_提供文_.
フリック・ストーリー(1975年製作の映画)
3.5
【追悼 アラン・ドロン】

36人もの人間を殺害し、当時のフランス犯罪史上最大の凶悪犯と呼ばれたエミール・ビュイッソンが脱獄、彼を追う刑事ロジェ・ボルニッシュとの実話の映画化。名優アラン・ドロンが製作・主演した刑事サスペンス。

舞台は、第二次世界大戦後1947年のパリ。脱獄した冷酷な重犯罪者エミール(ジャン=ルイ・トランティニャン)の逮捕を命じられ、その報酬として昇進を約束されたフランス国家警察局ボルニッシュ刑事(アランドロン)の語りで進む。

実話に基づく物語であり、刑事物によくある派手なカーアクションなども無く、パリの裏町を舞台としたリアリティのある演出。
本作でのドロンは、彼には珍しい泥臭い刑事役で、殆どのシーンでドロンが着用しているオリーブ色のトレンチコート姿が渋い。
ドロン演じる刑事は、ヘビースモーカーであり、地下鉄の電車内他あらゆる場所でずっと煙草を吸い続けている。また、凶悪犯を演じるトランティニャンの冷酷な風貌も魅力的だ。

_提供データ_.

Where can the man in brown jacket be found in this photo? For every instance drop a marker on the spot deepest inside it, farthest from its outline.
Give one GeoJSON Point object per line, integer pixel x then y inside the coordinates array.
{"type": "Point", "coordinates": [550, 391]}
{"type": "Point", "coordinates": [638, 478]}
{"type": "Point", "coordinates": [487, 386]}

_課題の内容_.
『フリック・ストーリー』の紹介文を、一字も変えずに全文抜き出してもらえますか？ これらのエントリーは、紹介文とは別個の資料です。

_課題の解答_.
フリック・ストーリー(1975年製作の映画)
3.5
【追悼 アラン・ドロン】

36人もの人間を殺害し、当時のフランス犯罪史上最大の凶悪犯と呼ばれたエミール・ビュイッソンが脱獄、彼を追う刑事ロジェ・ボルニッシュとの実話の映画化。名優アラン・ドロンが製作・主演した刑事サスペンス。

舞台は、第二次世界大戦後1947年のパリ。脱獄した冷酷な重犯罪者エミール(ジャン=ルイ・トランティニャン)の逮捕を命じられ、その報酬として昇進を約束されたフランス国家警察局ボルニッシュ刑事(アランドロン)の語りで進む。

実話に基づく物語であり、刑事物によくある派手なカーアクションなども無く、パリの裏町を舞台としたリアリティのある演出。
本作でのドロンは、彼には珍しい泥臭い刑事役で、殆どのシーンでドロンが着用しているオリーブ色のトレンチコート姿が渋い。
ドロン演じる刑事は、ヘビースモーカーであり、地下鉄の電車内他あらゆる場所でずっと煙草を吸い続けている。また、凶悪犯を演じるトランティニャンの冷酷な風貌も魅力的だ。